GIVEN TEXT.
Salad with romaine, leftover black bean spaghetti, pomegranate seeds, pumpkin seeds and sauerkraut.

Random black bean and kelp noodle bowl with cauliflower, sauerkraut and homemade pumpkin curry sauce.

Random black bean and kelp noodle bowl with cauliflower, sauerkraut and homemade pumpkin curry sauce.

Before my grocery trips this weekend, my lunches were getting pretty random. I was basically throwing together some leftovers, like the black bean noodles and pumpkin curry sauce, with some add-ins like pomegranate seeds and sauerkraut. These lunches were actually really tasty and filling–I just love the sweet and salty combos!

Oh She Glows' Thai veggie burger on top of spinach, topped with sunflower seed butter+aminos, peanuts, cilantro and mango. Side of roasted cauliflower.

Oh She Glows’ Thai sweet potato veggie burger on top of spinach, topped with sunflower seed butter+coconut aminos, peanuts, cilantro and mango. Side of roasted cauliflower.

DATA LISTING.

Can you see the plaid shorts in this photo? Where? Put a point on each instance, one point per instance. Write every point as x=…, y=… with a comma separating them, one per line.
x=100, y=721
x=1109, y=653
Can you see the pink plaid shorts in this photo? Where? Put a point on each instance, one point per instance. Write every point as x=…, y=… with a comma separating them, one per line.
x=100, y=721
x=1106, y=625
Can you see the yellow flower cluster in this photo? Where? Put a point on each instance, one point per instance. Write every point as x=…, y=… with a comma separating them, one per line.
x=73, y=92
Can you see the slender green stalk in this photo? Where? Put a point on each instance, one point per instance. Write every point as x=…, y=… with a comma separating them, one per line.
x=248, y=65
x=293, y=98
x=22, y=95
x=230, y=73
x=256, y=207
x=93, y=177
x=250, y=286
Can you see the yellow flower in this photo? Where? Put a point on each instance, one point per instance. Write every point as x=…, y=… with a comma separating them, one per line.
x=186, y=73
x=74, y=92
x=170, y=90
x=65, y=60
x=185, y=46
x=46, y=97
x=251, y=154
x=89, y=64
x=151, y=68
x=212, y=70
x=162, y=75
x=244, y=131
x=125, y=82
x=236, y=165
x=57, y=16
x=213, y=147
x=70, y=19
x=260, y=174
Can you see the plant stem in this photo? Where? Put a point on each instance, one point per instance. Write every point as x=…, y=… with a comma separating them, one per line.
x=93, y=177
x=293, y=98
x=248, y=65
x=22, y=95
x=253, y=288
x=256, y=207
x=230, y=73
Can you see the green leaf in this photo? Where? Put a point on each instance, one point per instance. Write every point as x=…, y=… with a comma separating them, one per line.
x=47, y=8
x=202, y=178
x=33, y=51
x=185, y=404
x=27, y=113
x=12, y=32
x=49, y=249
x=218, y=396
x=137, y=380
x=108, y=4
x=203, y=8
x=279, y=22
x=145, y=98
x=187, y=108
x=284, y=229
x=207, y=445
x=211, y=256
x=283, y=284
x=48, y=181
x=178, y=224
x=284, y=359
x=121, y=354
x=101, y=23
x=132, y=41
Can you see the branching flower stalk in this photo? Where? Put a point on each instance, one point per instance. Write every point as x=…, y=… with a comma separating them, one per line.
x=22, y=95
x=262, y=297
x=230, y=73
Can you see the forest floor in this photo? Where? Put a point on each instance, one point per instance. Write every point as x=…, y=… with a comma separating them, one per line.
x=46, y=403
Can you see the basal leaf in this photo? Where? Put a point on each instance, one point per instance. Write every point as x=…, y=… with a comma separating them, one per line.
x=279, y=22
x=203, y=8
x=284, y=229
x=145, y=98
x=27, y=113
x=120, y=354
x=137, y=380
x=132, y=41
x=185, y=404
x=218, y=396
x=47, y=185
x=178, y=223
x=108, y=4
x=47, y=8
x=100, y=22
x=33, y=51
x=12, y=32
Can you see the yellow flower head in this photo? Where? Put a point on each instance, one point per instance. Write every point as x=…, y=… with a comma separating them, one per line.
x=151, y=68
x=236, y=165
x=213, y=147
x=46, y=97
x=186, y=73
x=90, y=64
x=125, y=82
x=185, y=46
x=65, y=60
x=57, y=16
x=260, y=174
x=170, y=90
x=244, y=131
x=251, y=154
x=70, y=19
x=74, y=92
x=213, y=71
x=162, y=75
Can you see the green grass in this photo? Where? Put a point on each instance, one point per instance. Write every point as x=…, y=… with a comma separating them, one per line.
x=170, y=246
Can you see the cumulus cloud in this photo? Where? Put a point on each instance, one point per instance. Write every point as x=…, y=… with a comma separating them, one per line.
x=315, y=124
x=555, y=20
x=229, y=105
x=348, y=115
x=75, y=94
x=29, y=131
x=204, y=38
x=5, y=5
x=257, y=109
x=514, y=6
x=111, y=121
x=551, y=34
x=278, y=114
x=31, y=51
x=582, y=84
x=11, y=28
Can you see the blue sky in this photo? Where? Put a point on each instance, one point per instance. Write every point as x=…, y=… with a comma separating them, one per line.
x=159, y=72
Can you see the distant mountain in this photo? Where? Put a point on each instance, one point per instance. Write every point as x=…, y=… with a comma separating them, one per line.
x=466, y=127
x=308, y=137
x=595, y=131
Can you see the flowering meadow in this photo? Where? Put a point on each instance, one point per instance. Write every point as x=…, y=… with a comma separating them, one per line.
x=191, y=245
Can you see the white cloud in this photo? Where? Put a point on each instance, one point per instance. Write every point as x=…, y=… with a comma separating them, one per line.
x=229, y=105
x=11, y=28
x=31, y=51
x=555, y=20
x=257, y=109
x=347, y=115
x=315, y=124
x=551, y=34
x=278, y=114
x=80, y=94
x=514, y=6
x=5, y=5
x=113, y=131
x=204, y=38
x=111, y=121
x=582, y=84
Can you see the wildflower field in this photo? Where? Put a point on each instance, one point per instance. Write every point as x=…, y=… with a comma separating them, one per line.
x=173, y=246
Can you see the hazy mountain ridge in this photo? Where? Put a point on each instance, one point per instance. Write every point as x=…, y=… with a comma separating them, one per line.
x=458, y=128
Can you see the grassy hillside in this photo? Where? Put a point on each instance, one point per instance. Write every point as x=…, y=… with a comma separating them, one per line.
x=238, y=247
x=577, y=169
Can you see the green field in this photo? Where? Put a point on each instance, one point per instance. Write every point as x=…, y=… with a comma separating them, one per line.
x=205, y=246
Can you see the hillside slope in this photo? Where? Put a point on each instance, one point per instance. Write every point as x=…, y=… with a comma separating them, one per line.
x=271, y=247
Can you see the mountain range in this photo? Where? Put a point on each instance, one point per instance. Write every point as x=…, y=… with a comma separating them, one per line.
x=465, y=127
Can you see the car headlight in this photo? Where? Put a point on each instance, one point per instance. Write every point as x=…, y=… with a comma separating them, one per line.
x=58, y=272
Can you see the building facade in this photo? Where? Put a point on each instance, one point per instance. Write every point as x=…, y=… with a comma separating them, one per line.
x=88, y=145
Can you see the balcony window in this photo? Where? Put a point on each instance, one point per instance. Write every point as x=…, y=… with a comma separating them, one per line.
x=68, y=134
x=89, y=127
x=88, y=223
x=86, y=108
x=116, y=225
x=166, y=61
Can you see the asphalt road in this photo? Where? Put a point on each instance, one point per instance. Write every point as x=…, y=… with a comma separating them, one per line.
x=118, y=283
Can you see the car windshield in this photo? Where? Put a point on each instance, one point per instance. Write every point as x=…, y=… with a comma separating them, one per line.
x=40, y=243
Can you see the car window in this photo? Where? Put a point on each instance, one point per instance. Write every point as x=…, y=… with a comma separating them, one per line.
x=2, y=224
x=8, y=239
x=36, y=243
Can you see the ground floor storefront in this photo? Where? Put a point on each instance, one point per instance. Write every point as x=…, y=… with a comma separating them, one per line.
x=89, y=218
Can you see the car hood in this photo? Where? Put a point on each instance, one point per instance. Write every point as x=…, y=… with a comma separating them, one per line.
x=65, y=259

WHAT YOU NEED TO DO.
(A) Retype the part of the lunch post starting at "Salad with romaine, leftover" and ending at "and salty combos!".
(B) Using the lunch post, answer yes or no to each statement and quote the words that decide it: (i) The Thai veggie burger was served with a side of roasted cauliflower. (ii) The pumpkin curry sauce was store-bought. (iii) The random lunches came before the grocery trips this weekend.

OUTPUTS IN ORDER.
(A)
Salad with romaine, leftover black bean spaghetti, pomegranate seeds, pumpkin seeds and sauerkraut.

Random black bean and kelp noodle bowl with cauliflower, sauerkraut and homemade pumpkin curry sauce.

Random black bean and kelp noodle bowl with cauliflower, sauerkraut and homemade pumpkin curry sauce.

Before my grocery trips this weekend, my lunches were getting pretty random. I was basically throwing together some leftovers, like the black bean noodles and pumpkin curry sauce, with some add-ins like pomegranate seeds and sauerkraut. These lunches were actually really tasty and filling–I just love the sweet and salty combos!

(B)
(i) Yes: "Side of roasted cauliflower."
(ii) No: "homemade pumpkin curry sauce"
(iii) Yes: "Before my grocery trips this weekend, my lunches were getting pretty random."